■ Document text:
────────────────
Sacred Modernities: Rethinking Modernity in a Post-Secular Age
Thursday-Saturday, 17-19 September, 2009 (Buckley Building, BG 10/11, Oxford Brookes University)
The age of globalization confronts the observer with more ironies than certainties. It was once assumed that the growth of modern institutions – democracy, capitalism, science – would be attended by a series of mutually reinforcing social processes, most notably secularisation, rationalisation and disenchantment. Not only has the global spread of these institutions proved patchy and uneven, religious movements and belief systems have doggedly refused to assume the private status once thought to be their natural destiny. In both the West and the wider world, religion continues to make competing claims on the public sphere and public morals. Developments like this have been accompanied by conceptual critique and innovation. Increasingly, traditional accounts of modernity are seen as Euro-centric and prescriptive, while there has been renewed interest in the question of political and civil religions and the more general relationship of the political and the theological.
────────────────
Annotation dataset entries:
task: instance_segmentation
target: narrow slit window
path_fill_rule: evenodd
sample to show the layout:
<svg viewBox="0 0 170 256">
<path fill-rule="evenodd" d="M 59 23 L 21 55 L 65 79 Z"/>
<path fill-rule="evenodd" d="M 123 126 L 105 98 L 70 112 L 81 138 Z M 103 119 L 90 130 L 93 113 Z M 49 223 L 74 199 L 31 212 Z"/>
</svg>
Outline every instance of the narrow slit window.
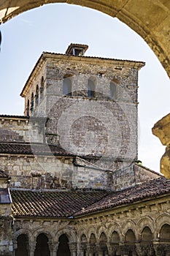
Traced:
<svg viewBox="0 0 170 256">
<path fill-rule="evenodd" d="M 63 94 L 72 96 L 72 81 L 69 78 L 64 78 L 63 82 Z"/>
<path fill-rule="evenodd" d="M 95 84 L 91 80 L 88 80 L 88 97 L 93 98 L 95 97 Z"/>
</svg>

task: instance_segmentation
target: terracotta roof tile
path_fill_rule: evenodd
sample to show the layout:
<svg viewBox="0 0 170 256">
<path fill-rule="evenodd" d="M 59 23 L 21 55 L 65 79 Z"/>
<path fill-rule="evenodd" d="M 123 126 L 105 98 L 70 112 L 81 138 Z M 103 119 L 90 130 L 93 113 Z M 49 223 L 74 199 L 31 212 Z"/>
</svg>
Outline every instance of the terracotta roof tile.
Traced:
<svg viewBox="0 0 170 256">
<path fill-rule="evenodd" d="M 170 193 L 170 179 L 159 178 L 116 192 L 11 190 L 15 217 L 78 217 Z M 82 209 L 83 208 L 83 209 Z"/>
<path fill-rule="evenodd" d="M 0 154 L 72 155 L 57 145 L 13 142 L 1 142 Z"/>
<path fill-rule="evenodd" d="M 99 200 L 105 191 L 11 190 L 15 217 L 68 217 Z"/>
<path fill-rule="evenodd" d="M 28 119 L 28 116 L 15 116 L 15 115 L 1 115 L 0 114 L 0 118 L 23 118 L 23 119 Z"/>
<path fill-rule="evenodd" d="M 149 198 L 155 198 L 168 193 L 170 193 L 170 179 L 166 179 L 164 177 L 155 178 L 131 188 L 112 192 L 104 198 L 88 206 L 84 211 L 77 212 L 75 216 L 112 208 Z"/>
</svg>

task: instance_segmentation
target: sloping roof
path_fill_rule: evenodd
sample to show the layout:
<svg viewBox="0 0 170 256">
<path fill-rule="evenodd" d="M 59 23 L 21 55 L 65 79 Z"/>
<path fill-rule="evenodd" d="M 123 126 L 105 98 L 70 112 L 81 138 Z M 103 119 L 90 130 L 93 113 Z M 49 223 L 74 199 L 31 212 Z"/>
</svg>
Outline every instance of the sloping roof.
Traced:
<svg viewBox="0 0 170 256">
<path fill-rule="evenodd" d="M 23 118 L 23 119 L 28 119 L 29 118 L 28 116 L 15 116 L 15 115 L 2 115 L 0 114 L 0 118 Z"/>
<path fill-rule="evenodd" d="M 0 204 L 11 203 L 10 194 L 8 189 L 0 189 Z"/>
<path fill-rule="evenodd" d="M 105 191 L 11 190 L 15 217 L 68 217 L 106 195 Z"/>
<path fill-rule="evenodd" d="M 0 154 L 73 156 L 57 145 L 1 142 Z"/>
<path fill-rule="evenodd" d="M 69 217 L 98 212 L 170 193 L 170 179 L 155 178 L 119 192 L 12 189 L 15 217 Z"/>
<path fill-rule="evenodd" d="M 9 176 L 4 170 L 0 170 L 0 178 L 9 178 Z"/>
<path fill-rule="evenodd" d="M 122 191 L 112 192 L 104 198 L 87 207 L 75 216 L 112 208 L 121 205 L 156 198 L 170 193 L 170 179 L 164 177 L 155 178 Z"/>
</svg>

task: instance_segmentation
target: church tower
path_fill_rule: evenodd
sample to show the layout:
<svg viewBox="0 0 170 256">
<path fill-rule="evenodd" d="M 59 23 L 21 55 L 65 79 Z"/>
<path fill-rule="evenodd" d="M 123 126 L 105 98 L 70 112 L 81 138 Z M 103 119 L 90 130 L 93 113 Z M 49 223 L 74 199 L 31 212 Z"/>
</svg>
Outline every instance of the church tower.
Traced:
<svg viewBox="0 0 170 256">
<path fill-rule="evenodd" d="M 65 54 L 42 54 L 20 94 L 24 113 L 46 118 L 47 143 L 115 170 L 137 159 L 138 72 L 144 63 L 85 56 L 88 48 L 71 44 Z"/>
</svg>

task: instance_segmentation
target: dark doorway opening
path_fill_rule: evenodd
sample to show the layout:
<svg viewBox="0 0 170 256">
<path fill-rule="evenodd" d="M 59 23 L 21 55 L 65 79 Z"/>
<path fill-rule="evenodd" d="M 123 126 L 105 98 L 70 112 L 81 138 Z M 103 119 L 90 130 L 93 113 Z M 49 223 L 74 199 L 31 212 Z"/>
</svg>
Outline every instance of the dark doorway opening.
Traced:
<svg viewBox="0 0 170 256">
<path fill-rule="evenodd" d="M 50 256 L 47 237 L 42 233 L 36 238 L 34 256 Z"/>
<path fill-rule="evenodd" d="M 57 256 L 71 256 L 69 239 L 66 235 L 63 234 L 59 237 L 59 245 Z"/>
<path fill-rule="evenodd" d="M 17 238 L 15 256 L 28 256 L 28 238 L 25 234 L 20 235 Z"/>
</svg>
────────────────
■ What you need to do:
1. Summarize the Sacred Modernities announcement in two sentences.
2. According to the Sacred Modernities announcement, in which building and rooms at Oxford Brookes University does the event take place?
3. Carry on the Sacred Modernities announcement from the point where it ends.

■ Answer list:
1. The global spread of modern institutions such as democracy, capitalism, and science has been uneven, and religion has not retreated into the private sphere as expected but keeps making claims on public life and morals. These developments have brought criticism of traditional accounts of modernity as Euro-centric and prescriptive, along with renewed interest in political and civil religions and in the relationship between the political and the theological.

2. Buckley Building, BG 10/11.

3.
Aims and agenda
The aim of this conference is to take stock of these transformations in the context of what is often referred to as a ‘post-secular’ age comprised of ‘multiple modernities’. Its agenda is emphatically interdisciplinary and welcomes scholars from the fields of history, sociology, cultural studies, theology, and others. In the same spirit, the conference adopts a broad, abundant understanding of the term ‘sacred’ to encompass not only formal religious worldviews, but also that which, in whatever fashion, disturbs, complicates, and perhaps abolishes, the distinction between the sacred and the secular. Accordingly, it is just as much interested in manifestations and logics of re-enchantment and resacralization, as it is of desecularisation understood as the persistence and revival of traditional religions. In sum, the aim of the conference is to rethink the equation of modernity, secularity and disenchantment, and to explore the various conceptual and historiographical perspectives through which we might better understand the present.
Organisers
Dr. Tom Crook (Oxford Brookes University), Dr. Matthew Feldman (University of Northampton).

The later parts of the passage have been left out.